The city has a modern infrastructure – it is the only city in Colombia with a metro transport system- and is considered the country’s innovation center. Museums, interactive parks, churches, and urban tours are among the attractions in Medellín. Some must-do activities in Medellin are the Graffiti tour in Comuna 13, visiting the Arvi Park, taking pictures in Botero Square, and exploring the Botanical Garden
Guatapé is a picturesque and colorful town located in the Antioquia Department of Colombia, approximately 79 kilometers (49 miles) northeast of Medellín. Nestled among rolling hills and surrounded by stunning landscapes, Guatapé is renowned for its vibrant streets, unique architecture, and a mesmerizing man-made wonder that draws visitors from all over the world.
One of the main attractions of Guatapé is “La Piedra del Peñol” or “El Peñol Rock.” This massive granite monolith stands at an impressive height of about 200 meters (656 feet). Visitors can climb a staircase of 740 steps to reach the top, where they are rewarded with awe-inspiring panoramic views of the surrounding countryside and the labyrinthine waterways of Guatapé’s reservoir.
Guatapé is famous for its vibrant and artistic buildings adorned with colorful bas-reliefs, known as “zócalos.” These intricately designed decorations can be found on the lower part of the houses, depicting a wide range of subjects, from daily life scenes to geometric patterns and symbols. Strolling through the town’s streets becomes an enchanting experience as the zócalos create a lively and captivating atmosphere.

**Exercise data:**
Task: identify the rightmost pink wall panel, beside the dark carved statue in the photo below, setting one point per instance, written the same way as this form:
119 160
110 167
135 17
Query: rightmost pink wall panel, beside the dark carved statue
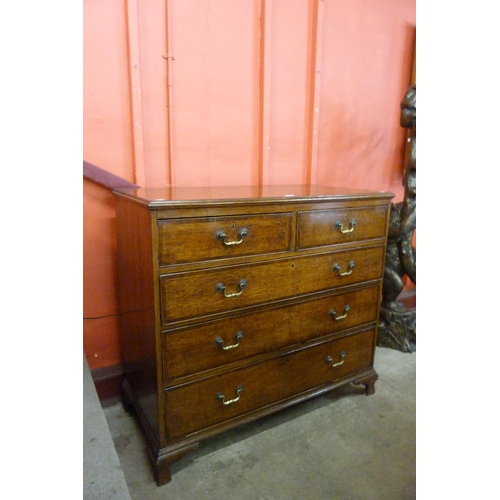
366 69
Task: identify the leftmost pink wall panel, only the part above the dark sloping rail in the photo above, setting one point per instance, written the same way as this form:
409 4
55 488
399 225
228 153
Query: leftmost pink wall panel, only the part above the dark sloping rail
107 139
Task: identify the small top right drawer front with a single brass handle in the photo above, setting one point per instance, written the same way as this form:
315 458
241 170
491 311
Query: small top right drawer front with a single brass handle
329 227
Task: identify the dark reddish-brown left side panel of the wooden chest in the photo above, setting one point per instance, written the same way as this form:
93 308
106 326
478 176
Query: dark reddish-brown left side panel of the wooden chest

**Activities:**
1. According to the passage on Medellín and Guatapé, how many steps must visitors climb to reach the top of El Peñol Rock?
2. Say whether each statement agrees with the passage on Medellín and Guatapé, quoting the words that decide it: (a) Medellín is the only city in Colombia with a metro. (b) Guatapé lies southwest of Medellín. (c) The zócalos decorate the upper part of the houses.
3. Please carry on the passage on Medellín and Guatapé from the point where it stops.
The lines above aren't needed for any of this.

**Task-by-task outputs:**
1. 740 steps.

2.
(a) Yes: "it is the only city in Colombia with a metro transport system"
(b) No: "approximately 79 kilometers (49 miles) northeast of Medellín"
(c) No: "can be found on the lower part of the houses"

3.
The Guatapé Reservoir is a vast body of water surrounded by green hills and scattered islands. Also known as Lake Guatapé, it offers numerous opportunities for water-based activities, such as boat rides, jet skiing, kayaking, and fishing. The reservoir’s tranquility and natural beauty make it an ideal spot for relaxation and enjoying the great outdoors.
Guatapé’s waterfront promenade, known as the Malecón, runs along the edge of the reservoir. It’s a popular spot for leisurely strolls, where visitors can enjoy views of the water and the colorful houses lining the streets. The Malecón is also home to several restaurants, cafes, and handicraft shops, making it a lively and charming area to explore.
Day 1: Bogota
Arrival to Bogota
You will be picked up at the airport in Bogota and driven to your hotel.
The bilingual guide will be waiting for you at the exit of the airport.
Here you will find the best hotel recommendations in Bogota.
Day 2: Bogota
Full day City tour Paloquemao, Monserrate, Museums and La Candelaria
Your first stop will be Paloquemao, an emblematic place for supplying families and businesses in Bogota. It offers with the highest quality a great variety of flowers, fruits, vegetables, meat, groceries, dairy products, herbs and much more. There, our Colombian tradition and culture is preserved and proudly represented by offering a unique sensory experience with all the colors, smells and most delicious flavors that come from all regions of Colombia. Then you will visit ‘La Candelaria’ neighborhood and the historic center of Bogotá, full of colorful colonial buildings and stone streets. During the tour you will visit The Gold Museum and the Botero Museum, both in La Candelaria. The Gold Museum is the place to discover the largest collection of pre-Hispanic goldsmithing in the world, with approximately 34,000 pieces of gold and about 25,000 objects in ceramics, stone, bone and textiles made by several Colombian indigenous cultures, this Museum close on Tuesdays. In the Botero Museum, you will find a large art collection donated by the famous local artist Fernando Botero, including 87 pieces of universal art and 123 works made by Botero himself. Pieces from international artists such as Renoir, Monet, Degas, Dalí, Pissarro, Bonnard, among others, are present in the museum.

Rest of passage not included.